Referring expression pointing data
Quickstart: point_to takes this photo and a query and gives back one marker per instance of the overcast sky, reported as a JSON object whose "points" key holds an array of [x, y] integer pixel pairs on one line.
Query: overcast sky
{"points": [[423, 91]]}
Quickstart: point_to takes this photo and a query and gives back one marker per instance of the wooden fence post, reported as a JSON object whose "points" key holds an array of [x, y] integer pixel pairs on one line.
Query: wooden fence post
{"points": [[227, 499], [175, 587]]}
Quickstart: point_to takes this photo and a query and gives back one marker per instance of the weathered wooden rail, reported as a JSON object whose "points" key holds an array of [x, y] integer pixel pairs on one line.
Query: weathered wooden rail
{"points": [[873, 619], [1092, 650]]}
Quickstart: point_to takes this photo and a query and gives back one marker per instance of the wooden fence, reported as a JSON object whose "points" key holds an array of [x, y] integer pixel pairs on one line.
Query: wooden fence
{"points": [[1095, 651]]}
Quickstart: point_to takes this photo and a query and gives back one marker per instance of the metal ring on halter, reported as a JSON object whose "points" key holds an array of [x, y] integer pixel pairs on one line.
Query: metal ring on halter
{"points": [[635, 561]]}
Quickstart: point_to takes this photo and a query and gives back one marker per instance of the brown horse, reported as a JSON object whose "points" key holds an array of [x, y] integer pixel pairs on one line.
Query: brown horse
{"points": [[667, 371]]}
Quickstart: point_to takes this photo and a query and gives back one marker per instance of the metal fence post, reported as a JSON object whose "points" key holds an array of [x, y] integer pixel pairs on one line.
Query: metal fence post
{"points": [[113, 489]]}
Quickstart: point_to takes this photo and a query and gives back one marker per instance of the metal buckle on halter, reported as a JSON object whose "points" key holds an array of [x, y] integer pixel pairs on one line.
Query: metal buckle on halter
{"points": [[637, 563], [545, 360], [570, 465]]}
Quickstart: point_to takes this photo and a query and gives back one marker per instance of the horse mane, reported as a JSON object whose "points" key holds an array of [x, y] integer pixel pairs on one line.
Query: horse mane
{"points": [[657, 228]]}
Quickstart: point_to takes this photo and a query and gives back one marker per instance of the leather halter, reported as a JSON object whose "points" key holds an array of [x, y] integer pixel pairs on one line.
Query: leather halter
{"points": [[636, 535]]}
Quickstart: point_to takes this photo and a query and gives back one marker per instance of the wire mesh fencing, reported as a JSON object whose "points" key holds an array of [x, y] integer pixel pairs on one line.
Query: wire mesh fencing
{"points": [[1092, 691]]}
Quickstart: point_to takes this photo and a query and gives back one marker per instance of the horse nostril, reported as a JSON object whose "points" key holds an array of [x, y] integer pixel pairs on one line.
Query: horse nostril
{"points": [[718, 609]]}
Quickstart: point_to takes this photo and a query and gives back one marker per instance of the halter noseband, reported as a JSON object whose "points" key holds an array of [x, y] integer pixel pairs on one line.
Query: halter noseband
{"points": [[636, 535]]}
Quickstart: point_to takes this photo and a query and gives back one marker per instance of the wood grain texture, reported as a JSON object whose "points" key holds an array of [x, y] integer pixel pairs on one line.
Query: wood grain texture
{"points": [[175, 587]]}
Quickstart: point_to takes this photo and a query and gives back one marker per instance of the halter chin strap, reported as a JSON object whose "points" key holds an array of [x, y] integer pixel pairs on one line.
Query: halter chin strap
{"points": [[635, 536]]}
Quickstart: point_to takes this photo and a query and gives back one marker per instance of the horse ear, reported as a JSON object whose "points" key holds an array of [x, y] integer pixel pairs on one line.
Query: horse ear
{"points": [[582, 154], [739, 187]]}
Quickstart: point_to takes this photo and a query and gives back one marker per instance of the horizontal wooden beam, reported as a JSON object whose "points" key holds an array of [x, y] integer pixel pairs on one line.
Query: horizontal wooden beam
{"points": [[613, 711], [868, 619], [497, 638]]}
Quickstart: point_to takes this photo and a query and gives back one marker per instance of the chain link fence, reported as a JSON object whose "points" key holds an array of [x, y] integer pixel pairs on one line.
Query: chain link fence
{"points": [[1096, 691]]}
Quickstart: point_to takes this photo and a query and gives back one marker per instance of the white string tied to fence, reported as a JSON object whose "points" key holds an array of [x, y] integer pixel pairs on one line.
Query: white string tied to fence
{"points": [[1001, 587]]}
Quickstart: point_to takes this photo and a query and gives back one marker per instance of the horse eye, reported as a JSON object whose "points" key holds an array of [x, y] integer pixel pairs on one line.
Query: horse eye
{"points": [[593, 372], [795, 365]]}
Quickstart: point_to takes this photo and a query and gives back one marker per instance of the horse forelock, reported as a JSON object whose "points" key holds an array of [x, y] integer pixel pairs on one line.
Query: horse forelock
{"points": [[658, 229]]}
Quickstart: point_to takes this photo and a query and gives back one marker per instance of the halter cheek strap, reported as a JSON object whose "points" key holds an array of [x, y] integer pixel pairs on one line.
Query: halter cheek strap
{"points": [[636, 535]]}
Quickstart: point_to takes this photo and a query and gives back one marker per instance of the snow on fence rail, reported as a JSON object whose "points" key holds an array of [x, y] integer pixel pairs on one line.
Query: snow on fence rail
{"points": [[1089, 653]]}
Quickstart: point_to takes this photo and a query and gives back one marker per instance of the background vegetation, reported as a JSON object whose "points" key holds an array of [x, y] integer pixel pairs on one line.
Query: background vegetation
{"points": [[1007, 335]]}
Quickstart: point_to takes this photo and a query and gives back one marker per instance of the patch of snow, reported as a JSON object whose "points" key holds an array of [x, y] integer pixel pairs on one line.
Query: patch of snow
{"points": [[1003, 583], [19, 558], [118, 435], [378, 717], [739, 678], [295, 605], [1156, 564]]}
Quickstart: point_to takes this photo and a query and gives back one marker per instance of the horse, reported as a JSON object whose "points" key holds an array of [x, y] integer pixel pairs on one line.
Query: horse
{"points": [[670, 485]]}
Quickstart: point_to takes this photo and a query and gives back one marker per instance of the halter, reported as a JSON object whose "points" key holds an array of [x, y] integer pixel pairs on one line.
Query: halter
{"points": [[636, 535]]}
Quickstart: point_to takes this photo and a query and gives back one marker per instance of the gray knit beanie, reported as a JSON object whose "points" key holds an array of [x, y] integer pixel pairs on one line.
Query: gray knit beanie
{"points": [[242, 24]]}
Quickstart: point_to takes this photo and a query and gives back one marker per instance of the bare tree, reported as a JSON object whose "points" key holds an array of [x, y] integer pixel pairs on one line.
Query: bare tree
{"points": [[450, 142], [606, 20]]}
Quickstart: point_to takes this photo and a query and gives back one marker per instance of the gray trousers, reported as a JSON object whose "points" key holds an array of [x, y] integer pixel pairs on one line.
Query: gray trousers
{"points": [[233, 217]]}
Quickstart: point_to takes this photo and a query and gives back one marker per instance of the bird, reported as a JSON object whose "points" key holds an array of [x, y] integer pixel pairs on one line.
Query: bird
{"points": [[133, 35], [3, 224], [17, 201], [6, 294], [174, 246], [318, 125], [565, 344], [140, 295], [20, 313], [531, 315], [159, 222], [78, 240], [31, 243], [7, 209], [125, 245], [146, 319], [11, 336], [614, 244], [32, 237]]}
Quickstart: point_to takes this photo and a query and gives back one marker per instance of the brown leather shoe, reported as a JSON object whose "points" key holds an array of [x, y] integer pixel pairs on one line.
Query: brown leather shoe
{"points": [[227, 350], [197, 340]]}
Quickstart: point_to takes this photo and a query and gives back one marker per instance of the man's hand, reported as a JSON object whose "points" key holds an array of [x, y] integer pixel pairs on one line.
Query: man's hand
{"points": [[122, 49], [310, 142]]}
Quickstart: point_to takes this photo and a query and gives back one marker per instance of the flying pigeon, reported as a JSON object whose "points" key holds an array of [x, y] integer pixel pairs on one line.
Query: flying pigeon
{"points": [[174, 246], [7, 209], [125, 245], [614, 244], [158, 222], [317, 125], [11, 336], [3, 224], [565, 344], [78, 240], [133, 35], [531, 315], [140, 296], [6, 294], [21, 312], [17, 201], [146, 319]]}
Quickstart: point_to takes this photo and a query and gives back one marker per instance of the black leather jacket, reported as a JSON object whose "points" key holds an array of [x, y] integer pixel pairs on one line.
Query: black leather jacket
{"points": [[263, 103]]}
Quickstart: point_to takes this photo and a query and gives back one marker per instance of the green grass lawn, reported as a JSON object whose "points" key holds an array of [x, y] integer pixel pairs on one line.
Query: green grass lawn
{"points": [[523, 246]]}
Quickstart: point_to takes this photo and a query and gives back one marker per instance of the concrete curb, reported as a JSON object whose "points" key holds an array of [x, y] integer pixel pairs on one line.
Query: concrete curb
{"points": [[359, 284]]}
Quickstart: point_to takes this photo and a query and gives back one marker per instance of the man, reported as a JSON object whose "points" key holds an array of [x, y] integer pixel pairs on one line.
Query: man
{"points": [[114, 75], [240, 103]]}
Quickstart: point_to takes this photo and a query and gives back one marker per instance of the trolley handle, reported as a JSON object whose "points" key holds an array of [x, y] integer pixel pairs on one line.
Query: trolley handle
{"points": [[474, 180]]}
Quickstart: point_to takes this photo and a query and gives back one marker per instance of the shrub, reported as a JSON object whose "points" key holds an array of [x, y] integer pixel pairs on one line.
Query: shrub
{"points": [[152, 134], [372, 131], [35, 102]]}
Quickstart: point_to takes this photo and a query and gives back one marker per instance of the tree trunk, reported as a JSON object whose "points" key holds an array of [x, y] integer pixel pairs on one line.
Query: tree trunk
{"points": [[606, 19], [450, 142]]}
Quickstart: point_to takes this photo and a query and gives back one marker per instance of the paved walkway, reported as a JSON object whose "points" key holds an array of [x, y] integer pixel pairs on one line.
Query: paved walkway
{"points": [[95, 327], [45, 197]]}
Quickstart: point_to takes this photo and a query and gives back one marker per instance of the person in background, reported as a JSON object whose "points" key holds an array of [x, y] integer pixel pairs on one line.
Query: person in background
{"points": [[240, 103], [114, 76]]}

* _EXERCISE OBJECTIVE_
Your answer should be the exact lines above from the one with "Query: concrete curb" through the one with "of the trolley", both included, and nothing besides.

* _RESPONSE_
Query: concrete curb
{"points": [[359, 284]]}
Quickstart: point_to takes this photo and a query and gives back one marker per instance of the man, reported as a JSON object whose "points" key holds an array of [x, y] integer pixel pairs on one line.
Query: man
{"points": [[114, 75], [240, 103]]}
Quickstart: point_to takes this photo and a query and gives back one marker per instance of the trolley handle, reported as a JSON object whose "points" key holds an array of [x, y] integer pixel pairs on one line.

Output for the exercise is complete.